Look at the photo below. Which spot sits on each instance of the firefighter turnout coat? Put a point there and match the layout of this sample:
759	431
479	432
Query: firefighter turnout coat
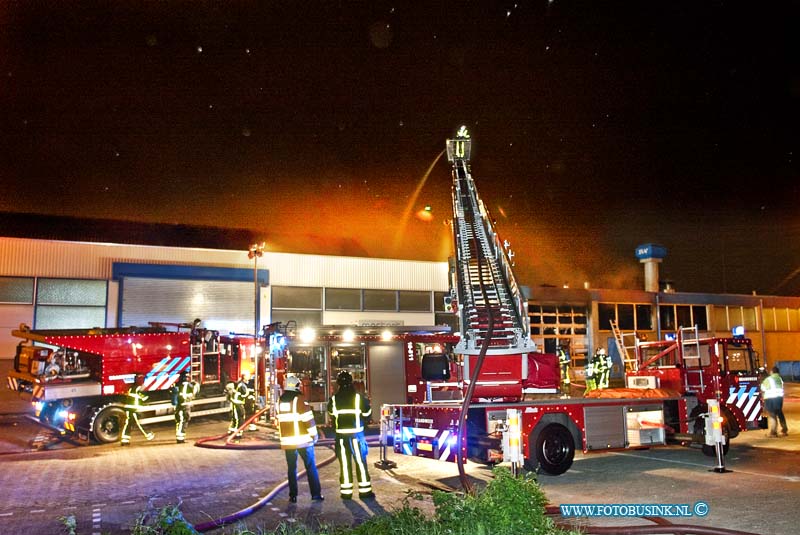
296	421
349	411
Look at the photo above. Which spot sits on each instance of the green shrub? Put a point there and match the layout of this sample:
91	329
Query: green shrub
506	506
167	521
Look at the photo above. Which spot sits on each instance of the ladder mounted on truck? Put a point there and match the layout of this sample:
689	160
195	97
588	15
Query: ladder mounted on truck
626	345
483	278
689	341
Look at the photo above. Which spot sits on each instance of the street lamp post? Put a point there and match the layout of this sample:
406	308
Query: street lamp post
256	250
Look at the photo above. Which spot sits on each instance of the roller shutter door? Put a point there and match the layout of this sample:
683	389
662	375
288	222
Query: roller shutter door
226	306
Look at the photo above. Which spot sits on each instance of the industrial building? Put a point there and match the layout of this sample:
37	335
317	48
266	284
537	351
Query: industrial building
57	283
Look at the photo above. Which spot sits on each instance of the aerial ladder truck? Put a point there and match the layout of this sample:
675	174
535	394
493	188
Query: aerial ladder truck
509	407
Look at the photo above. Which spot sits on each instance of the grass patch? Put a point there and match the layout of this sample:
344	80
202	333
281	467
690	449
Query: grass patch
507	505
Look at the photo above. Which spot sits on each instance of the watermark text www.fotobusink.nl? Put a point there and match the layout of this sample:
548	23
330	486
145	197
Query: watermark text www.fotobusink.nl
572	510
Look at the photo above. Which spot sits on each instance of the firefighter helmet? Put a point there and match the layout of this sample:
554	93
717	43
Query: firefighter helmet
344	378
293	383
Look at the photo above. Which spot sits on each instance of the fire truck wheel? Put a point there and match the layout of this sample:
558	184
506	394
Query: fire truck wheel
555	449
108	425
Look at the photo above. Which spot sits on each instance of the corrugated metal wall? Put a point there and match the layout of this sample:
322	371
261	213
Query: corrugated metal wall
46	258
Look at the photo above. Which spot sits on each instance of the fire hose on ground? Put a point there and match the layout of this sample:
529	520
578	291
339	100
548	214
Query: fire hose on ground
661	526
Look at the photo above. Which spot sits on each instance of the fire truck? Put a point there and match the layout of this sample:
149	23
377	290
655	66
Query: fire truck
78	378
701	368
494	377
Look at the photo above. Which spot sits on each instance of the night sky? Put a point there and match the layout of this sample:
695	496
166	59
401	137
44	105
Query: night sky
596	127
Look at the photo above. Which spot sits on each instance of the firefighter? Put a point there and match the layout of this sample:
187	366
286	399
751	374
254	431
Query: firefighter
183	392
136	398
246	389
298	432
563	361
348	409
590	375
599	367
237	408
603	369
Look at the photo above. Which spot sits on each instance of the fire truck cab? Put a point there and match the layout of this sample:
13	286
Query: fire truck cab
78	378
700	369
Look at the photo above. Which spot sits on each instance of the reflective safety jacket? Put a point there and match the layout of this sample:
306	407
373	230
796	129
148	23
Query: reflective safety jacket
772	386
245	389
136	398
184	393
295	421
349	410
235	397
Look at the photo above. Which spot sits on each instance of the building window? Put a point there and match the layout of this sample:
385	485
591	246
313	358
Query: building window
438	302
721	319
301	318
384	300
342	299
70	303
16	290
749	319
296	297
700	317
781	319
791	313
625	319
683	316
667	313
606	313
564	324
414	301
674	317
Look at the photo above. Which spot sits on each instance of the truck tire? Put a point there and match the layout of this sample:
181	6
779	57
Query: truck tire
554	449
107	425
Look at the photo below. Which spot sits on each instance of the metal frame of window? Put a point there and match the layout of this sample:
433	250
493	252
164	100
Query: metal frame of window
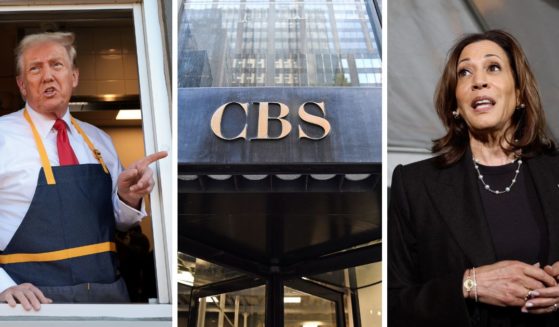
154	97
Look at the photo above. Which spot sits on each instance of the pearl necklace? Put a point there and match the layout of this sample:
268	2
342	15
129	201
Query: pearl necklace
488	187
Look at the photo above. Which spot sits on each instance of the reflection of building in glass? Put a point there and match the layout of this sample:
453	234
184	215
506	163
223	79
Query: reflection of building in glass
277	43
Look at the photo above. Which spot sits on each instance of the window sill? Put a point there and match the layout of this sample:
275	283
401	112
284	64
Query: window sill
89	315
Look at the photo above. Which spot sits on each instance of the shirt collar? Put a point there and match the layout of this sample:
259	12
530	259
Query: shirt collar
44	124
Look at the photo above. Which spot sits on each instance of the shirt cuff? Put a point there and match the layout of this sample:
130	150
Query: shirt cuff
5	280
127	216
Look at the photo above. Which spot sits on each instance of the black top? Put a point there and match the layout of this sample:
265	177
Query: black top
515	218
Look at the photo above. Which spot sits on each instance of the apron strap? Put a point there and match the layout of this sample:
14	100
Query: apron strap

____

> _Instruction_
The answer consists only of the lines from the one containing "the shirt cuff?" to the end of the records, each written out exactly.

> _Correct answer_
Look at the photo above. Which spot sits on each instance of the shirt cuff? Put a point there and match the layout of this sample:
130	150
Query: shirt cuff
5	280
127	216
Look at the photo above. Which spot sits on each instance of the black top? Put a point there and match the layout of this sample:
265	177
Query: black top
515	218
Look at the photo above. Which spot sits on each instance of the apron strap? Put a point there and match the layout of this sample:
14	100
Query: apron strap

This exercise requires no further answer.